◆ Task brief: In the entries below, find the line with "Is there any power" and the line with "Is there any brown". Reproduce those two lines and every line between them exactly, and nothing more.

◆ Material for this exercise:
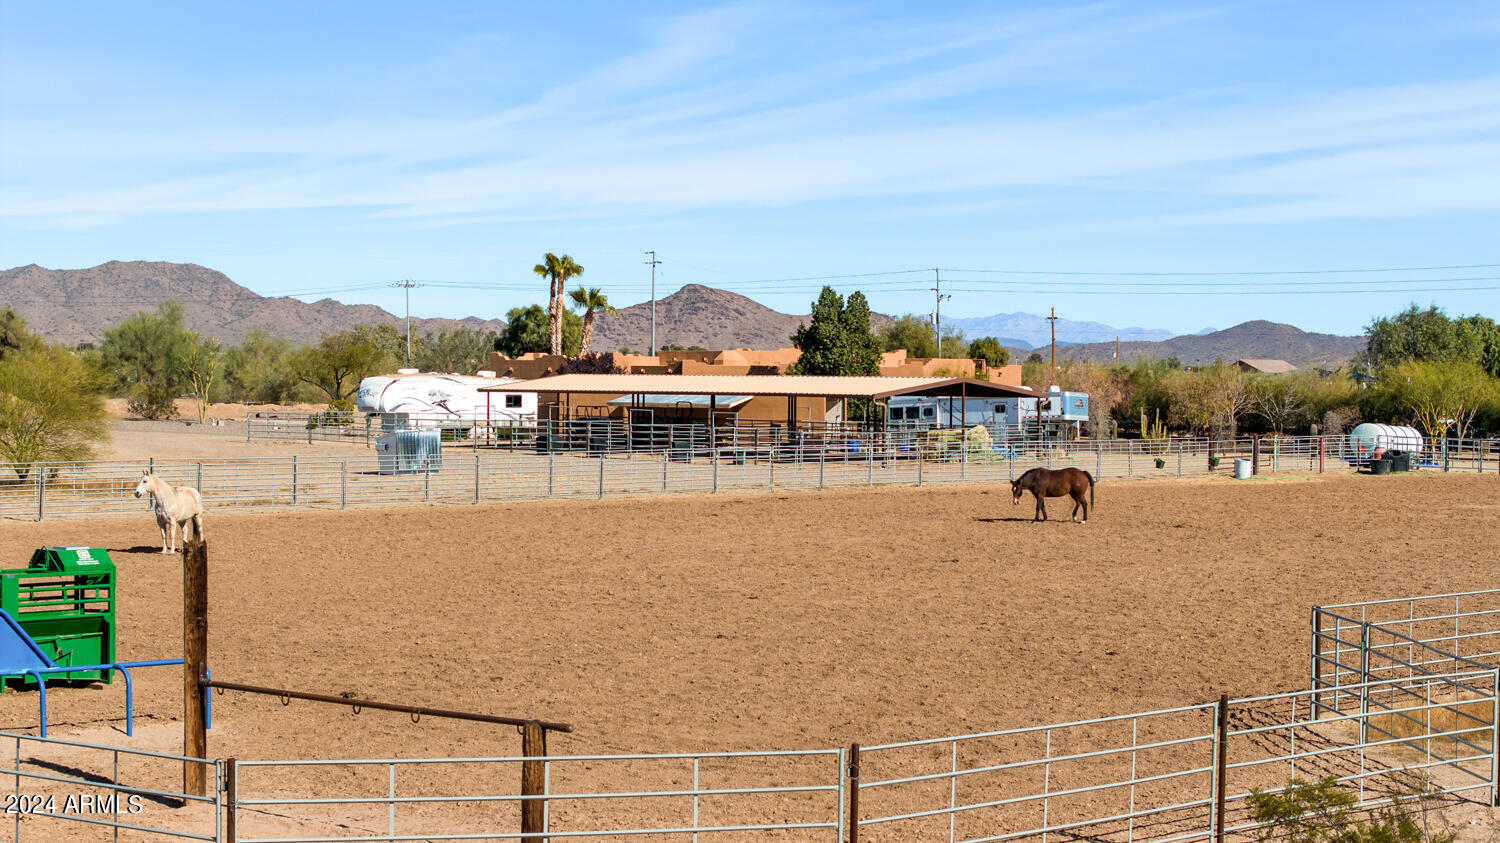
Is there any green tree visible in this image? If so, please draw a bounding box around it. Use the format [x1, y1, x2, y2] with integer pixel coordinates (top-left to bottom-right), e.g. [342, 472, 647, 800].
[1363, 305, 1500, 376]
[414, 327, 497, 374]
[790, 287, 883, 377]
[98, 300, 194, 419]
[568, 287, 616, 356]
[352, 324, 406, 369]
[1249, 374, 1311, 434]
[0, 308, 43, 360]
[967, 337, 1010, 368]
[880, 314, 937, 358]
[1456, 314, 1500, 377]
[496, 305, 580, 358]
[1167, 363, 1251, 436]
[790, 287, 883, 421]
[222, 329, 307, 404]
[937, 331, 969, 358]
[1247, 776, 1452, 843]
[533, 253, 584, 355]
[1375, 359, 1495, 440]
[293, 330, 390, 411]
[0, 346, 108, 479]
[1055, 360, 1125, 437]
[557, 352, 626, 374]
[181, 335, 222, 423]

--

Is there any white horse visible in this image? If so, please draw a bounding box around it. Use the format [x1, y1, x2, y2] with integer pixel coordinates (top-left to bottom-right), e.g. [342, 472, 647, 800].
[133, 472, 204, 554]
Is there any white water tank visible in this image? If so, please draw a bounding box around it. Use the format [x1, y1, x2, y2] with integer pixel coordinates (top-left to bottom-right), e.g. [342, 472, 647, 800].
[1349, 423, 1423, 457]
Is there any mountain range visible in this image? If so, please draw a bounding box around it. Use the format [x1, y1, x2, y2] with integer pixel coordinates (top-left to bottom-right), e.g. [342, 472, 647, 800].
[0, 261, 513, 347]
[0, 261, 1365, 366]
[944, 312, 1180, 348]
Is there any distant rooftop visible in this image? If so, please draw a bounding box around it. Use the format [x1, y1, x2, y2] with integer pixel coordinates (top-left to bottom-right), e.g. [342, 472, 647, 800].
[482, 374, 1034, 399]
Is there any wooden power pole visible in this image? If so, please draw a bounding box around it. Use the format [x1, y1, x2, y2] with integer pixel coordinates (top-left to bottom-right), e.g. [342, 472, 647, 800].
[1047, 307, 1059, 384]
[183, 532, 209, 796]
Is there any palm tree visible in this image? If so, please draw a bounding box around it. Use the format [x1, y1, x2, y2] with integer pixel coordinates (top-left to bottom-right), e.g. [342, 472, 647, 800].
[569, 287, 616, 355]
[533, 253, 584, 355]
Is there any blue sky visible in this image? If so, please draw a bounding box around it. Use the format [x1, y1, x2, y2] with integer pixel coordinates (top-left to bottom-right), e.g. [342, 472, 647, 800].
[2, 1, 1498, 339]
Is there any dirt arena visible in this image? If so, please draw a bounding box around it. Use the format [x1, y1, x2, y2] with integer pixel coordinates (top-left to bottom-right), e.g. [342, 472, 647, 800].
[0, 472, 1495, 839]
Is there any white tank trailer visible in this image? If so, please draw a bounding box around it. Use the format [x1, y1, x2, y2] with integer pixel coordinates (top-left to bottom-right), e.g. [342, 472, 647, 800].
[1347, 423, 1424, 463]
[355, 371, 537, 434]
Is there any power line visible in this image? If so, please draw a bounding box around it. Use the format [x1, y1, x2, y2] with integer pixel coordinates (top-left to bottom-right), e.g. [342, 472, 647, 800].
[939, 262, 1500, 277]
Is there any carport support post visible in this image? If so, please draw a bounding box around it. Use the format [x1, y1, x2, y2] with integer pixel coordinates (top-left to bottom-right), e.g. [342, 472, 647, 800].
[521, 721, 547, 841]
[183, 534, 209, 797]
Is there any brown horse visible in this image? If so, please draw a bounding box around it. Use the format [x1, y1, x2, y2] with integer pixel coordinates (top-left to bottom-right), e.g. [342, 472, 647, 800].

◆ Response to this exercise:
Is there any power line visible in this image? If so, please draw a bounding box around it. Use the format [x1, y1, x2, y2] with integer pixel coordinates (top-left to bottom-right), e.g. [342, 472, 647, 800].
[939, 262, 1500, 277]
Is there any carport support post visible in this image? If so, please draw a bounding box around it. Use the format [x1, y1, x2, y2] with integer pixel coordinates (top-left to bottom-right), e.g. [342, 472, 647, 800].
[521, 721, 547, 841]
[183, 534, 209, 797]
Is there any brown horse visible in this image? If so, please draw a bounding box around it. Use the format [x1, y1, x2, y2] with integer pixel coordinates (top-left to bottom-right), e.g. [342, 472, 647, 800].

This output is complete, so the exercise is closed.